● PROBLEM
A full, exact copy of the records below is the required answer.

● DATA PROVIDED
*****

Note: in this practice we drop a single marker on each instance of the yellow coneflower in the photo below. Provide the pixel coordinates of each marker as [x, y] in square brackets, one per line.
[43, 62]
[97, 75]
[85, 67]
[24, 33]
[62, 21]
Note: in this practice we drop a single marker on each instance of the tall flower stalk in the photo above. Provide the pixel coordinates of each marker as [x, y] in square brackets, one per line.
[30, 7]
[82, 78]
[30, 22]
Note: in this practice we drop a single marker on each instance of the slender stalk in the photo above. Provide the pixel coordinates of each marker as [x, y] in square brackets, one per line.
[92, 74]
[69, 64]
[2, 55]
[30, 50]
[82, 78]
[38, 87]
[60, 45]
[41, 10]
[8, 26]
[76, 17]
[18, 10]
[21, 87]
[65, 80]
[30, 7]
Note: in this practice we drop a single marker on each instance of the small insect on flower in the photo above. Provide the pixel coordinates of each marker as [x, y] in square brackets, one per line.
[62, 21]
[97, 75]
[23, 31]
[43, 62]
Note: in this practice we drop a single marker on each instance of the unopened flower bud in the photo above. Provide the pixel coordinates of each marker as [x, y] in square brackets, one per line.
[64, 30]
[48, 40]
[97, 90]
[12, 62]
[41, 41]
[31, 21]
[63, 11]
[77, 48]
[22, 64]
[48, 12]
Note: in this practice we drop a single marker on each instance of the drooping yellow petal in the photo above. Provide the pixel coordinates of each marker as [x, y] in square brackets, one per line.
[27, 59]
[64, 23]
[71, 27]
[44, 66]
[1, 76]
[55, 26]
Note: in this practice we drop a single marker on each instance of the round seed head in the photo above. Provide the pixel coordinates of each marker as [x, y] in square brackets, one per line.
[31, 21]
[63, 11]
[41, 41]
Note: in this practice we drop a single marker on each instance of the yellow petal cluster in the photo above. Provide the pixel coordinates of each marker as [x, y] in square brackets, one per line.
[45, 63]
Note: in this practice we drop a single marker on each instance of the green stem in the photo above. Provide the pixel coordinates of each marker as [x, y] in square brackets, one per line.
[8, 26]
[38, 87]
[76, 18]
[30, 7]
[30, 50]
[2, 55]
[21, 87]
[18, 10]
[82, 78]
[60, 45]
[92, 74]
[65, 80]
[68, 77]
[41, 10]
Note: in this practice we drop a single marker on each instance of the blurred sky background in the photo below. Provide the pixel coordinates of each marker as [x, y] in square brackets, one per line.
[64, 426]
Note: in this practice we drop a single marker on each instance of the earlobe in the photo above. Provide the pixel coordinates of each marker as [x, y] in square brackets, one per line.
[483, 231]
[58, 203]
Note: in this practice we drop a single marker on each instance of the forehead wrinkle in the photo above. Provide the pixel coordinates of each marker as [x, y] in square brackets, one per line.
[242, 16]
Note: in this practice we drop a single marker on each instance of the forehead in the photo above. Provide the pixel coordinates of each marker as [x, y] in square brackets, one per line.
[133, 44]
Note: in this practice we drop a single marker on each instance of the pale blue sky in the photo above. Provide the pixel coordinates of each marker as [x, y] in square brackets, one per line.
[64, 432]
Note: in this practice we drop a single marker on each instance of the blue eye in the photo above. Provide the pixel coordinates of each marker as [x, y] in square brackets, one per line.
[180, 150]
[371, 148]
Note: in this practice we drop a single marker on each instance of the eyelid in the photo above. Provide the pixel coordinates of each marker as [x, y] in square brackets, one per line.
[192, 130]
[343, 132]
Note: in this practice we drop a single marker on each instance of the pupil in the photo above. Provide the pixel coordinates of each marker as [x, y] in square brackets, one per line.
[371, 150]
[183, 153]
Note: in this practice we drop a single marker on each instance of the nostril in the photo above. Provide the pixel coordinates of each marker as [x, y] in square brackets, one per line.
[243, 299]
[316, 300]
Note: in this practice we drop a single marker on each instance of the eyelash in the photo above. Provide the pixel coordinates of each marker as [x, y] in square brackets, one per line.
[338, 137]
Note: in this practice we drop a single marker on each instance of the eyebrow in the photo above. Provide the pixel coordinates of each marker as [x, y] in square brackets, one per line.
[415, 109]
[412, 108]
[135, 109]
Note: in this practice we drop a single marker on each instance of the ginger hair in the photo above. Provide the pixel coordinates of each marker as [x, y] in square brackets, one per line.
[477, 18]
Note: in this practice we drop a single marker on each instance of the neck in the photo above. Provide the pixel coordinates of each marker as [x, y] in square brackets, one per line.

*****

● SOLUTION TO THIS TASK
Note: in this practice we drop a single marker on each instance of the yellow coneflower in the photo below. Provide the pixel coordinates of each marker as [x, y] in square brackets, one per line.
[43, 62]
[97, 75]
[85, 67]
[24, 33]
[62, 21]
Note: in this practice we drop a single marker on each instance of the tall flower stalk in the photo above. Provide the pixel coordinates of each marker as [x, y] in square brackets, one per line.
[30, 7]
[82, 78]
[30, 22]
Note: in this practice we drop a single marker on each instance of the slender stalk in the photo above. Provide the pixel coordinates of each marker as [x, y] in square brackets, one per line.
[92, 74]
[69, 64]
[2, 55]
[30, 50]
[82, 78]
[38, 87]
[60, 45]
[41, 10]
[8, 26]
[76, 17]
[18, 10]
[21, 87]
[65, 80]
[30, 7]
Note: in this practice we drop a single marker on each instance of the small insect on flower in the photo above. Provide the pixel coordinates of each marker as [x, y] in square brackets, one per line.
[62, 21]
[97, 75]
[23, 31]
[43, 62]
Note: in this practice we drop a single marker on each instance of the unopened flower bud in the photo above. Provide the pixel coordinates of each marker as [x, y] in square brackets, one per line.
[64, 30]
[48, 40]
[97, 90]
[12, 62]
[41, 41]
[31, 21]
[63, 11]
[77, 48]
[22, 64]
[48, 12]
Note: in this practice we drop a single marker on each instance of the drooping yellow petal in the photo above. Provide the pixel coordinates of each marker as [x, y] in square brackets, one per line.
[27, 59]
[64, 23]
[71, 27]
[44, 66]
[1, 76]
[55, 26]
Note: in this practice we drop a single marker on each instance of the round seed head in the photo above. Provide the pixel coordinates of each marker as [x, y] in square brackets, one per line.
[31, 21]
[63, 11]
[41, 41]
Note: in this practice we drop a single marker on each instance of the yellow petal cluster in the photo above. Provide the pixel coordinates of each marker as [x, y] in square brackets, one per line.
[45, 63]
Note: in this practice we drop a single marker on each instance of the green stem in the photo above. Provide the pixel coordinates of each marker as [x, y] in square brackets, one per line.
[8, 26]
[38, 87]
[76, 18]
[30, 7]
[30, 50]
[2, 55]
[21, 87]
[18, 10]
[82, 78]
[60, 45]
[92, 74]
[65, 80]
[68, 77]
[41, 10]
Note: in this practice we drop a single marker on each instance of the blurred sky background in the photo below. Provide the pixel coordinates of each marker as [x, y] in square brackets, one per line.
[64, 426]
Note: in this practice we drop a single marker on each instance of the earlobe in the photo above. Provide the pixel coordinates of each marker as [x, y] in square brackets, one per line.
[483, 231]
[58, 203]
Note: in this practice we drop a single marker on each instance of the forehead wrinkle in the photo above. Provide the pixel coordinates of each marker as [x, y] in square brackets, one per line.
[242, 16]
Note: in this practice we drop a single marker on each instance of the forehead in the photo above. Provide the pixel coordinates of each marker as [x, y] in square brackets, one per line.
[133, 44]
Note: in this practice we drop a single marker on each instance of the pale blue sky in the photo above. Provide the pixel coordinates of each marker as [x, y] in square brackets, one per line.
[64, 432]
Note: in this practice we drop a single marker on each instance of the blue eye in the photo above. Provide the pixel coordinates of each marker as [x, y] in square brackets, one per line.
[180, 150]
[371, 148]
Note: in this practice we drop a single marker on each instance of the eyelid in the photo above. Provide the pixel coordinates of each marker as [x, y] in square brackets, one per line.
[192, 130]
[343, 132]
Note: in this practice we drop a single marker on each instance of the pupil in the photo above. Provide the pixel coordinates of each marker as [x, y] in square brackets, one per line.
[371, 150]
[183, 153]
Note: in this practice we drop a single marker on each instance of the nostril in the photo above. Provide the pixel coordinates of each marker as [x, y] in square brackets, one per line.
[243, 299]
[316, 300]
Note: in this practice we drop a single marker on each instance of the eyelash in the photo above. Provide the pixel coordinates of each marker as [x, y] in square brackets, one per line.
[338, 137]
Note: in this practice we drop a single marker on each instance of the eyebrow in the photo above. Provide the pixel coordinates of each marker as [x, y] in square brackets, one per line.
[415, 109]
[412, 108]
[135, 109]
Note: in this practice we drop a single marker on each instance of the ginger hair in the photo above. Provide the pixel coordinates of each marker as [x, y] in square brackets, one per line.
[477, 18]
Note: in this practice we drop a single marker on each instance of the neck in the photo above. Provide the pixel coordinates of each marker as [x, y] in square brackets, one per line.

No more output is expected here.